- _WHAT YOU NEED TO DO_: Reproduce each of the following items word for word, leaving none of them out.

- _DATA SUPPLIED_:
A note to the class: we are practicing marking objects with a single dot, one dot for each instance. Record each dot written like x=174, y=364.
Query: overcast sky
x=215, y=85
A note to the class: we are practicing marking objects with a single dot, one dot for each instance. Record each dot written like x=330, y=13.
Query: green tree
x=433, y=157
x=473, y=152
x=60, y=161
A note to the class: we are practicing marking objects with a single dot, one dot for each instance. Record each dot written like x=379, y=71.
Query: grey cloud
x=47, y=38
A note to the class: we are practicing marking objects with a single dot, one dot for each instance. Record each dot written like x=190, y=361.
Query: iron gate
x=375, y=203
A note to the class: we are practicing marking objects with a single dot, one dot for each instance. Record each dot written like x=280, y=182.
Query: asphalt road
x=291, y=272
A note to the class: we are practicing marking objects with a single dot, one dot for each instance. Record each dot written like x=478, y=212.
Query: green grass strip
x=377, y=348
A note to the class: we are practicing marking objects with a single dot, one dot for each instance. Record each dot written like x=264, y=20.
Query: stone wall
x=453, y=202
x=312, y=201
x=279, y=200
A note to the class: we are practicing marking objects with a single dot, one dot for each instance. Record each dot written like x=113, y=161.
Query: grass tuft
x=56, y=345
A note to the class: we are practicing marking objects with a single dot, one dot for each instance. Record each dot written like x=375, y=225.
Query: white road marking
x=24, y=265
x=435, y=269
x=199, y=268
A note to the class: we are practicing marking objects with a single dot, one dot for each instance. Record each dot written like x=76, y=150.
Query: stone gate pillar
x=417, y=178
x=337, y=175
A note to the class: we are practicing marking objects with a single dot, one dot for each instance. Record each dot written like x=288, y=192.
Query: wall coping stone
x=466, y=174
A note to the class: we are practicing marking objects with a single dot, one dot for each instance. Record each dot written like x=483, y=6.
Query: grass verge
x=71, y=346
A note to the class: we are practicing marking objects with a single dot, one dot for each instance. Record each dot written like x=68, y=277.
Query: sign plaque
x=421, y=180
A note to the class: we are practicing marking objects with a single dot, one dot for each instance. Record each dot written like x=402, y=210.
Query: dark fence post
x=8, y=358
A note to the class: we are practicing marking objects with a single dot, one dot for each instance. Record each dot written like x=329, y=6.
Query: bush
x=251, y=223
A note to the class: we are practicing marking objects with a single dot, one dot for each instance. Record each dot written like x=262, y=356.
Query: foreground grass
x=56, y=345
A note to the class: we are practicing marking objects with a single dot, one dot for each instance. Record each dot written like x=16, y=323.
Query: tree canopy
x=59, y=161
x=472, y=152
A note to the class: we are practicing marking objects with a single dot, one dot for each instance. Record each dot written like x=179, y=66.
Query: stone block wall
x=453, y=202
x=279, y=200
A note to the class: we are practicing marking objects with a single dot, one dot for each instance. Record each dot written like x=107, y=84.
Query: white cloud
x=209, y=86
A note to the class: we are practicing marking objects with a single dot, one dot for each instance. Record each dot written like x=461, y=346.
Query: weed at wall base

- _OUTPUT OF THE TASK_:
A note to the class: we are practicing marking objects with a single dot, one dot for each instance. Record each dot written like x=174, y=364.
Query: overcast sky
x=215, y=85
A note to the class: we are practicing marking objects with a single dot, one dot for each instance. Record each dot written like x=330, y=13.
Query: green tree
x=433, y=157
x=473, y=152
x=60, y=161
A note to the class: we are practicing marking objects with a single dot, one dot for each instance. Record each dot written like x=379, y=71.
Query: grey cloud
x=47, y=38
A note to the class: we are practicing marking objects with a single dot, one dot for each instance. Record each dot written like x=190, y=361.
Query: iron gate
x=375, y=203
A note to the class: we are practicing marking objects with a single dot, one dot for each instance. Record each dot written like x=280, y=182.
Query: asphalt road
x=291, y=272
A note to the class: we are practicing marking objects with a single dot, one dot for each instance. Record each dot written like x=478, y=212.
Query: green grass strip
x=377, y=348
A note to the class: we are practicing marking objects with a single dot, one dot for each instance. Record each dot written like x=264, y=20.
Query: stone wall
x=453, y=202
x=312, y=201
x=279, y=200
A note to the class: we are practicing marking objects with a single dot, one dot for each instance. Record each dot written like x=113, y=161.
Query: grass tuft
x=56, y=345
A note to the class: we are practicing marking objects with a single dot, one dot for each instance. Record each dot written like x=375, y=225.
Query: white road marking
x=24, y=265
x=435, y=269
x=199, y=268
A note to the class: we are practicing marking objects with a single dot, one dot for each instance. Record each dot written like x=76, y=150.
Query: stone gate pillar
x=417, y=178
x=337, y=175
A note to the class: we are practicing marking objects with a single dot, one dot for each instance. Record each dot written like x=288, y=192.
Query: wall coping stone
x=466, y=174
A note to the class: we are practicing marking objects with a single dot, one dot for each instance. Record each dot written like x=483, y=6.
Query: grass verge
x=71, y=346
A note to the class: we are practicing marking objects with a single dot, one dot for each instance. Record each dot written like x=68, y=277.
Query: sign plaque
x=421, y=180
A note to the class: we are practicing marking objects with a single dot, one dot for each instance. Record each dot written like x=402, y=210.
Query: dark fence post
x=8, y=358
A note to the class: we are practicing marking objects with a single dot, one dot for each instance. Record each dot written like x=329, y=6.
Query: bush
x=251, y=223
A note to the class: we are practicing marking objects with a single dot, one dot for each instance. Record each dot written like x=262, y=356.
Query: foreground grass
x=56, y=345
A note to the class: we are practicing marking objects with a single dot, one dot for each instance. Record each dot written like x=16, y=323.
Query: tree canopy
x=59, y=161
x=472, y=152
A note to the class: we are practicing marking objects with a single dot, one dot for each instance. Record each dot written like x=179, y=66.
Query: stone block wall
x=453, y=202
x=279, y=200
A note to the class: we are practicing marking objects with a single dot, one dot for each instance. Record each dot written like x=107, y=84.
Query: white cloud
x=209, y=86
A note to the class: we are practicing marking objects with a single dot, one dot for each instance. Record each dot written like x=461, y=346.
Query: weed at wall base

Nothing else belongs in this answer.